Texto da página
Isso porque os efeitos do desgaste para o parcelamento dos precatórios começam a ser identificados com a oscilação dos mercados. A tendência para os próximos anos é de piora na economia e as previsões negativas trazem dúvidas quanto à efetividade do Auxílio Brasil, uma vez que, apesar de custar caro beneficia menos brasileiros que o Bolsa Família.

“A PEC dos Precatórios instabiliza os mercados. A gente não está enfrentando o problema original e ainda correndo o risco de dar carona para outras despesas não sociais nesse processo. Tem certa flutuação patrocinada pelo governo que não é saudável. No curto prazo, tem esses efeitos de instabilidade, ao mesmo tempo em que o programa está sendo reduzido estruturalmente. Enquanto isso, é uma generosidade que não veio para ficar. Está se tentando fazer uma política emergencial e ao mesmo tempo dar um ‘upgrade’, mas no fundo a avaliação não é boa”, esclarece.

O que de bom pode ser extraído

Apesar da tensão política demandada pela implementação do Auxílio Brasil, o programa traz novos conceitos que observam especialistas, podem ser positivos. Para o diretor da FGV Social, merecem destaque as modalidades que dão ênfase à primeira infância e as que incluem os jovens em educação básica e agricultores familiares. Ainda assim, pondera, é necessário uma melhora no sistema de operacionalização dessas modalidades, algo tentado sem sucesso em governos passados.

Dados registrados
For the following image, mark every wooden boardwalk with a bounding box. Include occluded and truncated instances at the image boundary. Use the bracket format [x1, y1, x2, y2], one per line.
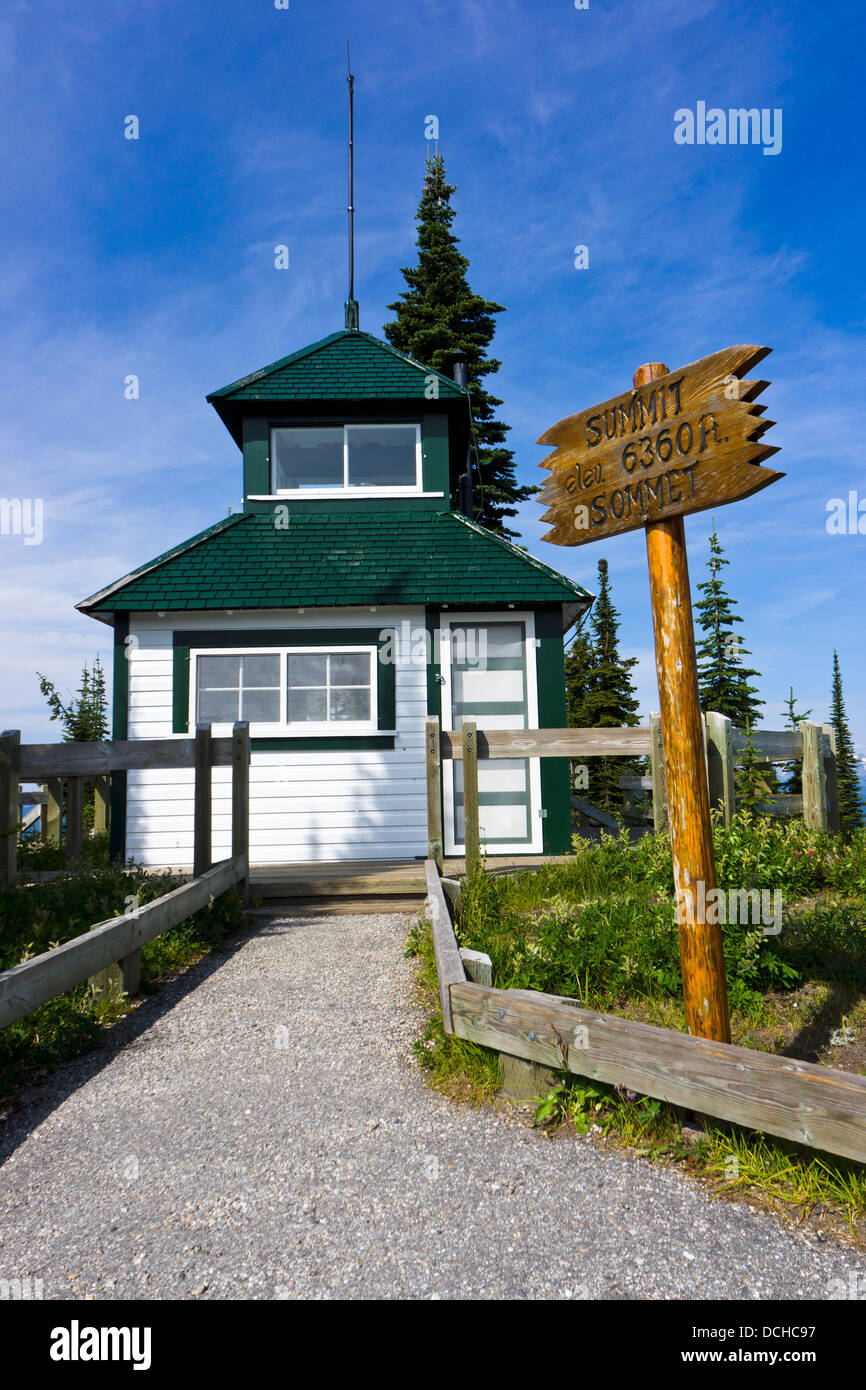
[250, 855, 586, 910]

Enunciado da tarefa
Segundo o texto da página, o diretor da FGV Social destaca algumas modalidades do Auxílio Brasil. Liste todos os focos dessas modalidades. Os dados são um material à parte do texto da página.

Problema resolvido
- Primeira infância
- Jovens em educação básica
- Agricultores familiares